__Text under study__.

_ _ _ _ _ _ _

What could be worse than a child being burned by hot water? A child burned by a tub of hot jam, heated to 220 degrees Fahrenheit.
Mohammed Daadua, age three and a half, was playing outside while his father was making a 13-gallon vat of grape jam in the village of Alhader near Bethlehem. When his father went to say his prayers, he surrounded the pot with two chairs and a table.
For the preschooler, the furniture was a challenge, not an obstacle. Mohammed fell into the boiling jam. His clothes were stuck to him. He continued to burn. His breathing became difficult. Mohammed was rushed to the nearby health clinic in Beit Jalla, but the nurse there sent him straight to the hospital in Nablus.
“The doctors told us he had zero chance of survival,” Mohammed’s father, Yaasin, related. “They said we should begin digging his grave.”
The clock was ticking on Mohammed’s life, as his skin continued to burn. It is sometimes said that when there is no hope, there is the Hadassah Medical Center.
Phone calls went back and forth. Dr. Jacques Braun, head of Hadassah’s Pediatric Intensive Care Unit, reported that Hadassah had space and would gladly take Mohammed. Prof. Yoram Weiss, Director of Hadassah-Ein Kerem Hospital, contacted the local Civil Authority. Dalia Bassa, coordinator of medical requests for the Civil Authority, gave approval and The Israel Defense Forces transported Mohammed to Hadassah in a military intensive care ambulance.
“We were desperate,” Mr. Daadua recalls, “but when we saw the Hadassah staff waiting for us, we had our first glimmer of hope.”

_ _ _ _ _ _ _

__Work required__.
Continue the account of the boy burned in boiling jam and taken to Hadassah, starting after its last paragraph.

__Material provided__.
_ _ _ _ _ _ _

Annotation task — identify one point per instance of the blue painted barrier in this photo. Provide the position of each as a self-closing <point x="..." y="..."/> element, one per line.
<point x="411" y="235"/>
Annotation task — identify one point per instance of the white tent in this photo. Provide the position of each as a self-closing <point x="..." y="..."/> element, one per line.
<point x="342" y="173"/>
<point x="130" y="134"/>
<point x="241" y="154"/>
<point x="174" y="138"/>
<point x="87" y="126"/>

_ _ _ _ _ _ _

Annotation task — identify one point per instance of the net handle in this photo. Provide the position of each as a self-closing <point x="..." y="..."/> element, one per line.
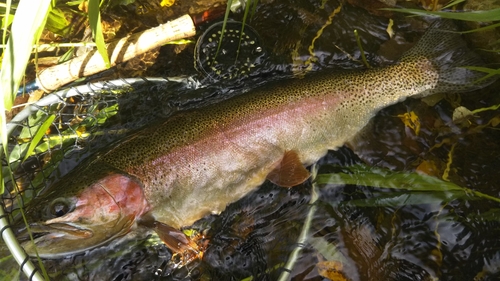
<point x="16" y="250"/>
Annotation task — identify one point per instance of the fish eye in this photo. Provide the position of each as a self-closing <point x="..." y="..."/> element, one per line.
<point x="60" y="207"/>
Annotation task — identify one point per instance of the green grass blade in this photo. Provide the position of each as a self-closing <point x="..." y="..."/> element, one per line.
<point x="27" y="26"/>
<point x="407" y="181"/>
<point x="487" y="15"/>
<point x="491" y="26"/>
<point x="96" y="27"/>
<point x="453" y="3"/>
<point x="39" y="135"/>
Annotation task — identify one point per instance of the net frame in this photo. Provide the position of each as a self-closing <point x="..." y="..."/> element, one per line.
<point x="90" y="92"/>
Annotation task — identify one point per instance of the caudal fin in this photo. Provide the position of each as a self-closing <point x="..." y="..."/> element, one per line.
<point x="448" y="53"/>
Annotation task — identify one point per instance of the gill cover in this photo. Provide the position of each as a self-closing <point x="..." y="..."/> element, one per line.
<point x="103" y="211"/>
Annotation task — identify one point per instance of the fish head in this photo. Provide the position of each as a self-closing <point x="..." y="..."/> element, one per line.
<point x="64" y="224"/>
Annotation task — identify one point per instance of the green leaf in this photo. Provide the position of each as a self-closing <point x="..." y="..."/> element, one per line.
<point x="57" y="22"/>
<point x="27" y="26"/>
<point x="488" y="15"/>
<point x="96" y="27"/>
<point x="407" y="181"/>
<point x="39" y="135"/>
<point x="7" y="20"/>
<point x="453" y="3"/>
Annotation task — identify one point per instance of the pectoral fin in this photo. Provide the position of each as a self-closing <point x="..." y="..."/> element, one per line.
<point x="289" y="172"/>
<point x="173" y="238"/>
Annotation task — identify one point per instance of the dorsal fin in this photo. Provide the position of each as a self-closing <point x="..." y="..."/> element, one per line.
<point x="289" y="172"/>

_ _ _ _ _ _ _

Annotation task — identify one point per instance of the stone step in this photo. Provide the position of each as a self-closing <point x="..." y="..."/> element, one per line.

_ _ _ _ _ _ _

__Answer for this exercise__.
“Mohammed arrived with a low heart beat and almost no blood pressure, dehydrated, with hypothermia,” relates Dr. Yonaton Elia of Hadassah’s Plastic Surgery department. Dr. Elia had been involved in Mohammed’s transfer and was among those waiting for him and his family in the Shock Trauma Unit of the Judy and Sidney Swartz Center for Emergency Medicine.
“He arrived with 100 percent second and third degree burns,” reports Dr. Braun. “We have a lot of experience in dealing with burns, but we thankfully have a lot of success. Of course, we have to fight back infection at every stage.”
Mohammed, who has been in Hadassah’s intensive care unit now for several months, has received five skin grafts. The original grafts he was given from the skin bank are only temporary, explains Dr. Braun. As the child’s own skin grows back, grafts are taken from even a small patch of skin to treat badly afflicted areas.
“When his skin heals, Mohammed will have to undergo physical therapy to help with movement,” notes Dr. Braun. “But we are optimistic. We have every reason to believe that he will recover and fully integrate back into life.”